Instructions to follow » State how many lines of the records below contain the string "strap". Give only the number.

"""

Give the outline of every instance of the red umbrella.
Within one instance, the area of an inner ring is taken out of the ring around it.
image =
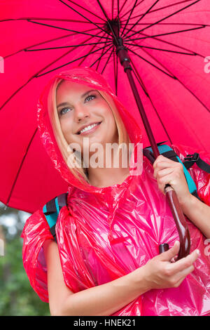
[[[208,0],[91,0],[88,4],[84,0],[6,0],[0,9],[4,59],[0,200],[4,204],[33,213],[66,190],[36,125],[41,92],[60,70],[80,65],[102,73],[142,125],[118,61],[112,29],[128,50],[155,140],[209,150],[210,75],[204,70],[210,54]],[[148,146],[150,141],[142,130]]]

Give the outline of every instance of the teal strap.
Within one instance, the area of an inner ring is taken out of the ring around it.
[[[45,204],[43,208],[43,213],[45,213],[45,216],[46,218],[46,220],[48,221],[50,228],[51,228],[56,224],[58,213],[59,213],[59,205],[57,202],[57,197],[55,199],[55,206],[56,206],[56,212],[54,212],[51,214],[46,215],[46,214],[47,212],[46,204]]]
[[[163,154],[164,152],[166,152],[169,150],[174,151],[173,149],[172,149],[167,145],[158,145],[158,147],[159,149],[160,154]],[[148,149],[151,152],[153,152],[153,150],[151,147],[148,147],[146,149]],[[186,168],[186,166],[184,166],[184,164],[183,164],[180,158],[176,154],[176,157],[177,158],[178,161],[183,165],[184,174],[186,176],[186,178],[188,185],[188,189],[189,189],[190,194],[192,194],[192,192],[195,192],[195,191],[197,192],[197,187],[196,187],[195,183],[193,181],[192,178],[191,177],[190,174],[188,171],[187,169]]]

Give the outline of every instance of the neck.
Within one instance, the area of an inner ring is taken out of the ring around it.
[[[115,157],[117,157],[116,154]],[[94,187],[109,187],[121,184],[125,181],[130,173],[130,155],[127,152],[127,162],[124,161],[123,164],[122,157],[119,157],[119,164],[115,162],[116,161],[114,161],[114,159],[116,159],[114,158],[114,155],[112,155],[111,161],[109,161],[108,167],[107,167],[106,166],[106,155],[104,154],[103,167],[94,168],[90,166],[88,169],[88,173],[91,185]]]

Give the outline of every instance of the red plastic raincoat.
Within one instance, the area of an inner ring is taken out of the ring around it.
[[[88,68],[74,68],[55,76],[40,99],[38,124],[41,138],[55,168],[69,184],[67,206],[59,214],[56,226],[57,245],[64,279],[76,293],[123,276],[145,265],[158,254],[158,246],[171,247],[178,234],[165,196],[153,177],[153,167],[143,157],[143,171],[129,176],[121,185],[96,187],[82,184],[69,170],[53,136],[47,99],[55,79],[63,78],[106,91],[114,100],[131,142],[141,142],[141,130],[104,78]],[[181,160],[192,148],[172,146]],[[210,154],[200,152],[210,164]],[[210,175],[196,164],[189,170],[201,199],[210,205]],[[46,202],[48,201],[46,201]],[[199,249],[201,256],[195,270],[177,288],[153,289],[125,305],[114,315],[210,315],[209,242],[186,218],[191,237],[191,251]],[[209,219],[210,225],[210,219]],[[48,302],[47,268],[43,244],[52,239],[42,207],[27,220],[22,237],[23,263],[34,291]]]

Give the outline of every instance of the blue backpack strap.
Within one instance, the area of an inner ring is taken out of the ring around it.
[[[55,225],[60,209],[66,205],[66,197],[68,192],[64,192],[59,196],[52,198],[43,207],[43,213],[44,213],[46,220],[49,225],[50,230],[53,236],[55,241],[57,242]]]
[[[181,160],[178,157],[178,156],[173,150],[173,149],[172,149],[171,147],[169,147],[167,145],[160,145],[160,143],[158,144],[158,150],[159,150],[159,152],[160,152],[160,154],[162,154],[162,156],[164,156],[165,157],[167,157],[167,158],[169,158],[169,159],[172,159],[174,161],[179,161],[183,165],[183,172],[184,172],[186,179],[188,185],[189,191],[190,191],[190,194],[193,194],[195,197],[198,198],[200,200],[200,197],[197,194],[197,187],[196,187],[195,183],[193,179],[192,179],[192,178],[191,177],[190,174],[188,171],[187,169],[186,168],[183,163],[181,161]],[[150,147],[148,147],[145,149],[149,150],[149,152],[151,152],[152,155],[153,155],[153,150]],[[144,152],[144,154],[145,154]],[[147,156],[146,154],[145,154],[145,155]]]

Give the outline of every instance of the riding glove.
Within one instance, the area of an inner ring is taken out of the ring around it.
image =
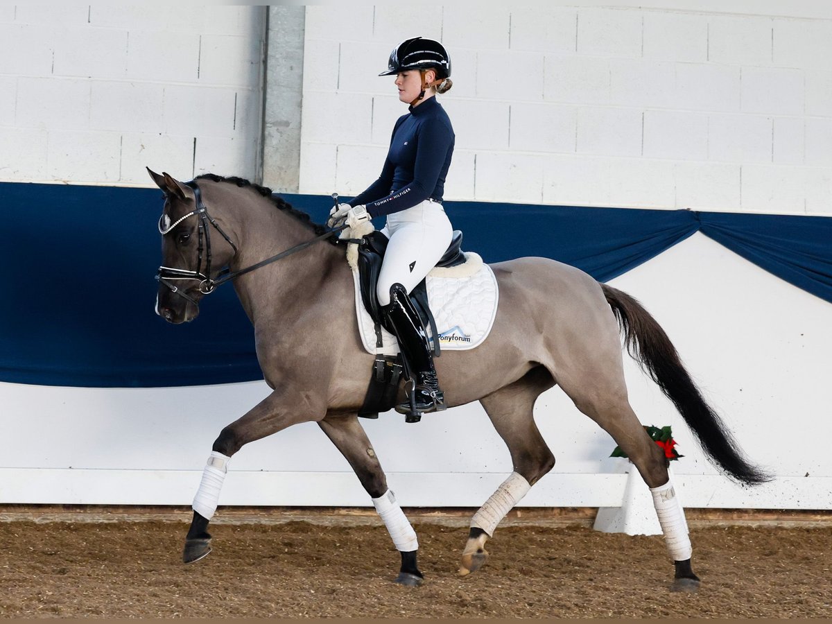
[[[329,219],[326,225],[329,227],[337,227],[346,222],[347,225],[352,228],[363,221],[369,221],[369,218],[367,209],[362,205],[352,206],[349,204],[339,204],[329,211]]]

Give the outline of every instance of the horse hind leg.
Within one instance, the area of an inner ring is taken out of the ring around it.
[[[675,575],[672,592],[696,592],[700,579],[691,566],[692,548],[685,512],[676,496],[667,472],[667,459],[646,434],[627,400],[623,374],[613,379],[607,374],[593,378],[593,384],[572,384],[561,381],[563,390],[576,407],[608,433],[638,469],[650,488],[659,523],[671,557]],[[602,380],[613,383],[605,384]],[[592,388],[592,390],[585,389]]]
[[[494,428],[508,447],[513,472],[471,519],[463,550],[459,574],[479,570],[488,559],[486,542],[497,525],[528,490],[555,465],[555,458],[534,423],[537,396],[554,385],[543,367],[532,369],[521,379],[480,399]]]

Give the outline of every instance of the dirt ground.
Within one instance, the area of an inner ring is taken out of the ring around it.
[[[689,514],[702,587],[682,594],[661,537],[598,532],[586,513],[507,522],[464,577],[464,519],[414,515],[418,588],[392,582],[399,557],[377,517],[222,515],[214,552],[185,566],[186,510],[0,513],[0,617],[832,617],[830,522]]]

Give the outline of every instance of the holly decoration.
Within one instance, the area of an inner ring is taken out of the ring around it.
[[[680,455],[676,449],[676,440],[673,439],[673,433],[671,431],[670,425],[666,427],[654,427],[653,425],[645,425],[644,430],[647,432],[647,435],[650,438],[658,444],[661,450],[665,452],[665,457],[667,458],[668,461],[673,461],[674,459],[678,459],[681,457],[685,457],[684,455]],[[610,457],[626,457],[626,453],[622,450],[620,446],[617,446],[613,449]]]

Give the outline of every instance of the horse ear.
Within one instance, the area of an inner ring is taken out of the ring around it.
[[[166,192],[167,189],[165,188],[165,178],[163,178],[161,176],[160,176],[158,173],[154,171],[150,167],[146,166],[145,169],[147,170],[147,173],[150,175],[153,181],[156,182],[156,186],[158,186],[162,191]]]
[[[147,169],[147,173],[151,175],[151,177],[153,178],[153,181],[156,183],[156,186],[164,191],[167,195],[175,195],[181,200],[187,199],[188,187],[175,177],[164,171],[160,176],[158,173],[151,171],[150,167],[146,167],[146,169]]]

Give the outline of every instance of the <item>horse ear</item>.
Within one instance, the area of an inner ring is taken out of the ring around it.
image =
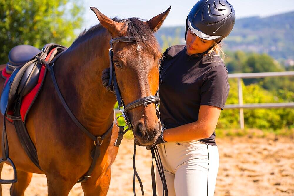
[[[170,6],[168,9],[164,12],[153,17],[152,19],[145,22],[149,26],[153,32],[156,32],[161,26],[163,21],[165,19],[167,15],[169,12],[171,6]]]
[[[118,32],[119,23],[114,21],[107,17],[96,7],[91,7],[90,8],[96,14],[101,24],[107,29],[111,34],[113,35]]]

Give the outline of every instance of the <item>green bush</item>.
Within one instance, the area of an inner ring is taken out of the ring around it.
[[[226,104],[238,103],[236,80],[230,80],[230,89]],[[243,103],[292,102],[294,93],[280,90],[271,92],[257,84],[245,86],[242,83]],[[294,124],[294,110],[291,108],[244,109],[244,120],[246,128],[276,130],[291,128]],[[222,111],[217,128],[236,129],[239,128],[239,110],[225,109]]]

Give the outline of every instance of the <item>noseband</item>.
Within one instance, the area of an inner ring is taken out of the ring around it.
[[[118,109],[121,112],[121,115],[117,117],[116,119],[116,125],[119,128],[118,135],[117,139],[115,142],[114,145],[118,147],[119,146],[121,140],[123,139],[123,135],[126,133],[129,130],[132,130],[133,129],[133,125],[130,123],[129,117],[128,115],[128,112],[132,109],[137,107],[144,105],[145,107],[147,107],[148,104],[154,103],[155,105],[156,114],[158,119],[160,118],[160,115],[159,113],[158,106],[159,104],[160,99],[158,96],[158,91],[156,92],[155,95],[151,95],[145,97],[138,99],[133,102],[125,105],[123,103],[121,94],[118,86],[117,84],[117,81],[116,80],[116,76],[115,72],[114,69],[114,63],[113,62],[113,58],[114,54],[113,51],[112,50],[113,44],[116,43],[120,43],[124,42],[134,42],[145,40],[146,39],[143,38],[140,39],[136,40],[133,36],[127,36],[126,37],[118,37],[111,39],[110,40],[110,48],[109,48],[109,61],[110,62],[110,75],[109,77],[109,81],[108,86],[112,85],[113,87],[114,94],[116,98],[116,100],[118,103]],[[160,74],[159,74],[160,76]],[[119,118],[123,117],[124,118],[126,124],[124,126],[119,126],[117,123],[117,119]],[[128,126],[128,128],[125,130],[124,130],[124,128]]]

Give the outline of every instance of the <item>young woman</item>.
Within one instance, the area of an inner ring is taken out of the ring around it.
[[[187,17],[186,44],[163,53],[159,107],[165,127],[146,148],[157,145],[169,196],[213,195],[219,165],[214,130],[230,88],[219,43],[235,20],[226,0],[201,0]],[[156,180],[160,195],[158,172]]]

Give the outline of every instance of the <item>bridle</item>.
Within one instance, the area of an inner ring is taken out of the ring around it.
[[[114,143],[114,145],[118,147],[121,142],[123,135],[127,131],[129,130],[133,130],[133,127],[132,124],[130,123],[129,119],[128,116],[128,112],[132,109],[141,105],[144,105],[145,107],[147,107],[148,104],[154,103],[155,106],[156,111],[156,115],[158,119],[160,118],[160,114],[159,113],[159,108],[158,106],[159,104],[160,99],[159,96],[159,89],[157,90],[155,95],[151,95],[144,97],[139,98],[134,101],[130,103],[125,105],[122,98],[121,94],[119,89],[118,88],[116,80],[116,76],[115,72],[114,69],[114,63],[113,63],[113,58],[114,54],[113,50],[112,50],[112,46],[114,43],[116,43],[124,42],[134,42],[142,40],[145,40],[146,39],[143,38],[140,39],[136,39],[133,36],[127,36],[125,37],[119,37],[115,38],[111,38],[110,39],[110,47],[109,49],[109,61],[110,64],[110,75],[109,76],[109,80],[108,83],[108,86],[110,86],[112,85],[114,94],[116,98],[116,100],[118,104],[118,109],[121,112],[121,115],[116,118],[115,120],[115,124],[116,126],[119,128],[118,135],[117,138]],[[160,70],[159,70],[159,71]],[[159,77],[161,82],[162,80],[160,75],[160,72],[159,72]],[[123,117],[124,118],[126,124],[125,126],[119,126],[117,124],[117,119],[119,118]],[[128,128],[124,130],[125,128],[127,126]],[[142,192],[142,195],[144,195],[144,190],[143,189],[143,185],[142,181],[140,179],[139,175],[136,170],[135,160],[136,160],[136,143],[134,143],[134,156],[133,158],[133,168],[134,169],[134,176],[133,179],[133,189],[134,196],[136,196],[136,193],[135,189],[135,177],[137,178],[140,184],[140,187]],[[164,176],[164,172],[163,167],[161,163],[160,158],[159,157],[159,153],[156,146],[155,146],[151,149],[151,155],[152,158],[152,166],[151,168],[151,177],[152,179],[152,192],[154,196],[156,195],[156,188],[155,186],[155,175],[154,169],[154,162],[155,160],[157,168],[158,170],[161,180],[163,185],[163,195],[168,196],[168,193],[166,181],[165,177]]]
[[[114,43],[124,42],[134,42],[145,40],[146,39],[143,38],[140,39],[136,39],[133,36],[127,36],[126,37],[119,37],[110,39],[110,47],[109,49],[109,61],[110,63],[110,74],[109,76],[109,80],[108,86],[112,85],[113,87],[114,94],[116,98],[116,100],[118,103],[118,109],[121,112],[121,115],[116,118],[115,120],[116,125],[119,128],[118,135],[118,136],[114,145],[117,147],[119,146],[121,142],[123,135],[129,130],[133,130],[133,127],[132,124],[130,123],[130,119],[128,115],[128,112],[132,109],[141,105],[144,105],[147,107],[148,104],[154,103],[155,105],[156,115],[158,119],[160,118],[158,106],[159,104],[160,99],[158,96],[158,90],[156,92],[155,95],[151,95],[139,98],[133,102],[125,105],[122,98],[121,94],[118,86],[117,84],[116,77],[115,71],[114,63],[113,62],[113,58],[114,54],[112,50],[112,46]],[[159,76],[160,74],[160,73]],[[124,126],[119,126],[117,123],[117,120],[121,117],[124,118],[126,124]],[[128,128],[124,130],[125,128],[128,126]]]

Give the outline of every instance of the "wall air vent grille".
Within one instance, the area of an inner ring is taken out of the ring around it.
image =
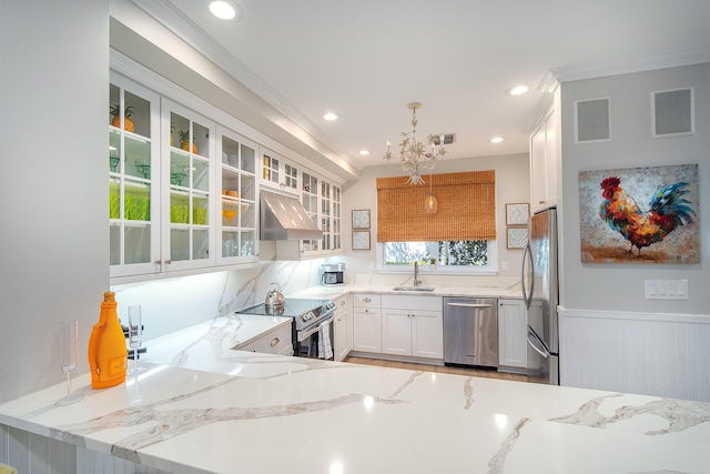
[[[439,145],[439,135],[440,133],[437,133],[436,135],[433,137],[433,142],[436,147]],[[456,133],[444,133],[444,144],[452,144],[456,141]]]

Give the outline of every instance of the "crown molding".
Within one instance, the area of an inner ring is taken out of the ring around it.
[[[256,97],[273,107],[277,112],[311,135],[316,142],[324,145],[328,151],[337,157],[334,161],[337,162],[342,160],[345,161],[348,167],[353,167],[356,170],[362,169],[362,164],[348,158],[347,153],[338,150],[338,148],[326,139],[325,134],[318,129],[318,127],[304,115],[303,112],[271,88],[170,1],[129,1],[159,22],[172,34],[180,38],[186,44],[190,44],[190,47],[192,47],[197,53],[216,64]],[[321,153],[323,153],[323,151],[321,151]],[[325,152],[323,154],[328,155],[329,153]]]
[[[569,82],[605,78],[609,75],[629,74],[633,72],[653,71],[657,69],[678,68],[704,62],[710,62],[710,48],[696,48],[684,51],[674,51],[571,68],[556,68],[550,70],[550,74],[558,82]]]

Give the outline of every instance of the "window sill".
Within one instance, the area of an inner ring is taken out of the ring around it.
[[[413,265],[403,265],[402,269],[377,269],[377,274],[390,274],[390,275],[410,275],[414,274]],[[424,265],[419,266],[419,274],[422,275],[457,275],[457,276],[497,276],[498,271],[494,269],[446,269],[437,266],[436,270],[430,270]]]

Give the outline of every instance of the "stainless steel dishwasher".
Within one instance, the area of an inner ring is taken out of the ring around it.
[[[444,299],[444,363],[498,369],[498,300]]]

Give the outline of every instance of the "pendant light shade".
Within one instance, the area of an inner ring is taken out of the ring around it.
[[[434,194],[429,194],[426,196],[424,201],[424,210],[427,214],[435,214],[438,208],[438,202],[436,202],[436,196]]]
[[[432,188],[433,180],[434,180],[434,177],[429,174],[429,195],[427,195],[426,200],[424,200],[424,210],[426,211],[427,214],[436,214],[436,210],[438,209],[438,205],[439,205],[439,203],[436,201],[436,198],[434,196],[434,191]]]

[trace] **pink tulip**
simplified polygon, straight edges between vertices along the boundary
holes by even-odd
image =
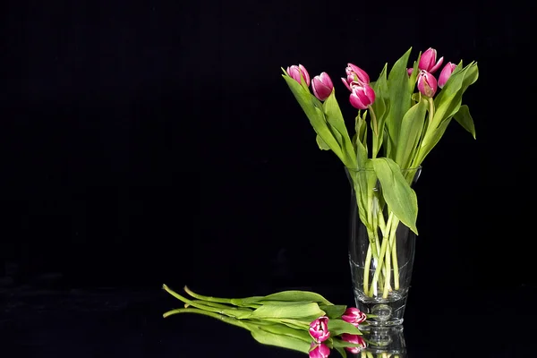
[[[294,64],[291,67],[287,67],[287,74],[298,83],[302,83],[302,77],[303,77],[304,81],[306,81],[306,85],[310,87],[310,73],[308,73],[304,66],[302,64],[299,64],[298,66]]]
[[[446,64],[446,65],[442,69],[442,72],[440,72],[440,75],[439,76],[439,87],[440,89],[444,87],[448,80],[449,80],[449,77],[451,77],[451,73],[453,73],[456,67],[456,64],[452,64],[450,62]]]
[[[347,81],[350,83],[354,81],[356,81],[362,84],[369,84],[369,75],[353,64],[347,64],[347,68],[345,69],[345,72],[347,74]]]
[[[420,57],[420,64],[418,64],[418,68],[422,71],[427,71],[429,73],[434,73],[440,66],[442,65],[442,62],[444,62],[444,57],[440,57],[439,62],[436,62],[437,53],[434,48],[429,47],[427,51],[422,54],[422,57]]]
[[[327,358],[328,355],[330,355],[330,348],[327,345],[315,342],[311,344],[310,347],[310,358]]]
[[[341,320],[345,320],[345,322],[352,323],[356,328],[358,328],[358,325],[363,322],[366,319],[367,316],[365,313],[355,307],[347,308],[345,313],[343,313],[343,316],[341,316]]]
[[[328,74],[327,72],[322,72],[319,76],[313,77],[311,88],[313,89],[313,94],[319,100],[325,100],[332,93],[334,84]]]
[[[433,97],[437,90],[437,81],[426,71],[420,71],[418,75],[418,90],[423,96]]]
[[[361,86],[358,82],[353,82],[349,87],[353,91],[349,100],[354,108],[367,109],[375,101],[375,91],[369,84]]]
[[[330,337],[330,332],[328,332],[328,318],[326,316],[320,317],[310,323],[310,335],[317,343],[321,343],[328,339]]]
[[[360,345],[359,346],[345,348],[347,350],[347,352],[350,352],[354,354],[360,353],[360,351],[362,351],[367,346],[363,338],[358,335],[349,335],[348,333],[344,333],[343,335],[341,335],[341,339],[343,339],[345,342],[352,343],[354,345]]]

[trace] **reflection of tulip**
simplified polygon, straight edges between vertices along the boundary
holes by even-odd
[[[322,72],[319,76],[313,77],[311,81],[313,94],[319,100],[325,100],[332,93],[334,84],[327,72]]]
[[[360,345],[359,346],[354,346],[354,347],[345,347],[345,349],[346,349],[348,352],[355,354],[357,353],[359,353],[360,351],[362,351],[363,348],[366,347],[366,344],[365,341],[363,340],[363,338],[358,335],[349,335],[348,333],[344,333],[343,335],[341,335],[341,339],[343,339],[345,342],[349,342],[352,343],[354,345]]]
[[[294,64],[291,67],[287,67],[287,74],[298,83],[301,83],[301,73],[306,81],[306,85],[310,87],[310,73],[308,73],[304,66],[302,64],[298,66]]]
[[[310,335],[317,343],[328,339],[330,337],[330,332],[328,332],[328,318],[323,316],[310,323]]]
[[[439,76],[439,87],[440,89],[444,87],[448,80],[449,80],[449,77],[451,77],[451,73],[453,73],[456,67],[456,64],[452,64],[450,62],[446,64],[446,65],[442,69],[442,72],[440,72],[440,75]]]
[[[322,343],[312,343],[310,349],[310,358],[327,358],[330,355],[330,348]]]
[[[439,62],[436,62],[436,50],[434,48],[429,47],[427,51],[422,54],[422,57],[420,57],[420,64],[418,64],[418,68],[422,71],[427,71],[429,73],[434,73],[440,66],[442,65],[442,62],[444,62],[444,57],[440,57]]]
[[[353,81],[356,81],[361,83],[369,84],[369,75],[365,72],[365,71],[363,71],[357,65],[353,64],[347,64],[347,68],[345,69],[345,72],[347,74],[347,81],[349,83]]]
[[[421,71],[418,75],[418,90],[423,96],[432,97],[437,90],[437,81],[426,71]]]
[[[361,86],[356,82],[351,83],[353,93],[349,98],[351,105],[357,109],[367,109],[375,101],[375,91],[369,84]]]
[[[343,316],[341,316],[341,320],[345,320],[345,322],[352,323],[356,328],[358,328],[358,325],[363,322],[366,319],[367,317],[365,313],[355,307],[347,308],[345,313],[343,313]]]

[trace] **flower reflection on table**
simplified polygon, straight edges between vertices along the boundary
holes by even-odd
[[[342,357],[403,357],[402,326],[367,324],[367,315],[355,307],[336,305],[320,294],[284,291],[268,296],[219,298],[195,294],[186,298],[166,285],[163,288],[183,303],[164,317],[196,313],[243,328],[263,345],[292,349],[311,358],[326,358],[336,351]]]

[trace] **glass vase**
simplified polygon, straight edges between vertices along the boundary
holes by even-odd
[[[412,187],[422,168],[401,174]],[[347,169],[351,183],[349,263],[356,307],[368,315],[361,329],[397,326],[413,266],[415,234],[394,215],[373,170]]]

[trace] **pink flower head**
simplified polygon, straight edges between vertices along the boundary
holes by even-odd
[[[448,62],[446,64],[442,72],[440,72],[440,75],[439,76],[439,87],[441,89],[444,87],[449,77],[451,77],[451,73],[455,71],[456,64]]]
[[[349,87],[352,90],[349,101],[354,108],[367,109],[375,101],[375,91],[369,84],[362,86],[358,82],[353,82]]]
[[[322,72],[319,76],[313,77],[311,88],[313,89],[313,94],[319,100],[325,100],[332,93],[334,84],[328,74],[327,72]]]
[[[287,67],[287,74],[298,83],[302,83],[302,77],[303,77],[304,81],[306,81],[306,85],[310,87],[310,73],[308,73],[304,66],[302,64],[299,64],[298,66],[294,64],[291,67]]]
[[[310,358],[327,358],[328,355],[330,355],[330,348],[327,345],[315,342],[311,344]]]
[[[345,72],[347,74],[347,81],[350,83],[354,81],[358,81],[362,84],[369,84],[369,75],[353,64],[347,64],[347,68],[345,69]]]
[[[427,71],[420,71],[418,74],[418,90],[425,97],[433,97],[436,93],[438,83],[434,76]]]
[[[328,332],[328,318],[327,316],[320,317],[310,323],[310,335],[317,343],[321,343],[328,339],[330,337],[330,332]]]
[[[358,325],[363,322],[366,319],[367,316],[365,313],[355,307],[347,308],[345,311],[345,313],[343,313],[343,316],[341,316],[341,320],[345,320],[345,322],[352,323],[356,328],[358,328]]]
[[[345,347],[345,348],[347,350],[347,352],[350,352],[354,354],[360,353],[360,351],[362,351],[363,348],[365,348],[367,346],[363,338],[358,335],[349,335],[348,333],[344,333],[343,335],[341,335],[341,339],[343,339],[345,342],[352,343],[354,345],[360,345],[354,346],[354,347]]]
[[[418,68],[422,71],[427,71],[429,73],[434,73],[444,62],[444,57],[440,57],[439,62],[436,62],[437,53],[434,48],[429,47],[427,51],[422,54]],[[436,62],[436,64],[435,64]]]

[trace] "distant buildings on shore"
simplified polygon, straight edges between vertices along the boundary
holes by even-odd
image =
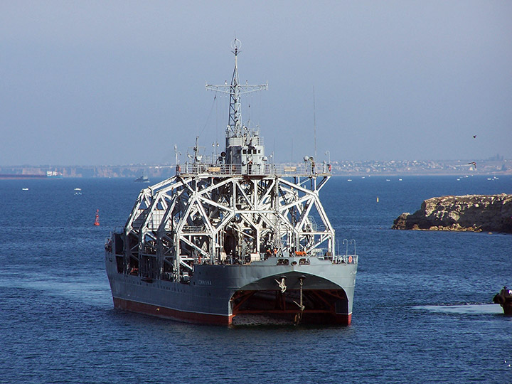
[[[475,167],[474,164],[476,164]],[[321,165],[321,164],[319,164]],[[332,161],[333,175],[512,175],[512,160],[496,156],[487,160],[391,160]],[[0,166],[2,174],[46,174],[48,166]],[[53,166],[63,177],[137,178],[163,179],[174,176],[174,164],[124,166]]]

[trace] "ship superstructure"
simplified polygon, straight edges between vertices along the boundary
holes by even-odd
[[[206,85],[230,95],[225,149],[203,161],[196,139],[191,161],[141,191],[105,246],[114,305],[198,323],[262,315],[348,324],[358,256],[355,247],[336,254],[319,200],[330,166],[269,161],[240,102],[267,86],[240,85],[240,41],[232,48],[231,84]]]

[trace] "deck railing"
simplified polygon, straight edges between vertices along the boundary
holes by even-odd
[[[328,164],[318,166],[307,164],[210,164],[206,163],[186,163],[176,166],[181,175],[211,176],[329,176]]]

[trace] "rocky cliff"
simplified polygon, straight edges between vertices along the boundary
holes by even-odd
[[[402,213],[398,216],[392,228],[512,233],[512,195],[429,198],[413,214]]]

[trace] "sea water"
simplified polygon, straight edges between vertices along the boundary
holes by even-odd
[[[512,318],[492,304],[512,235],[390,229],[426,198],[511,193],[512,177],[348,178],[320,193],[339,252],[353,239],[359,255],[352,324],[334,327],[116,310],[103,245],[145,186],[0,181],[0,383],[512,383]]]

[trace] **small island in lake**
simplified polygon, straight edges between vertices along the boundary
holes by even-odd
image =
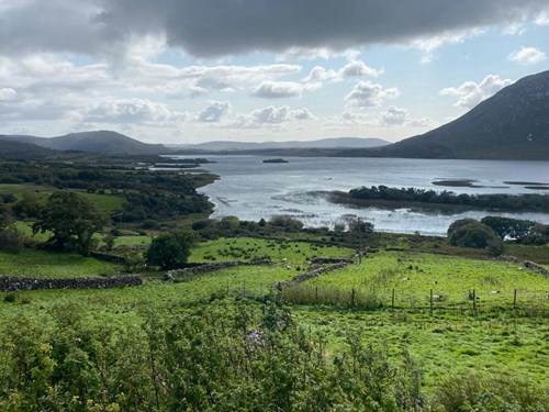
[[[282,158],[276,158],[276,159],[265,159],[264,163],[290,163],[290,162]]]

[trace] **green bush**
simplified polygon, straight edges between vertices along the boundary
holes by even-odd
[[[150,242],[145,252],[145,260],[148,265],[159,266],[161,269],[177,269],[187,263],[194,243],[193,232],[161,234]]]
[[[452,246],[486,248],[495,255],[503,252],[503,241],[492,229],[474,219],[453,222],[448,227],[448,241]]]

"""

Final result » 2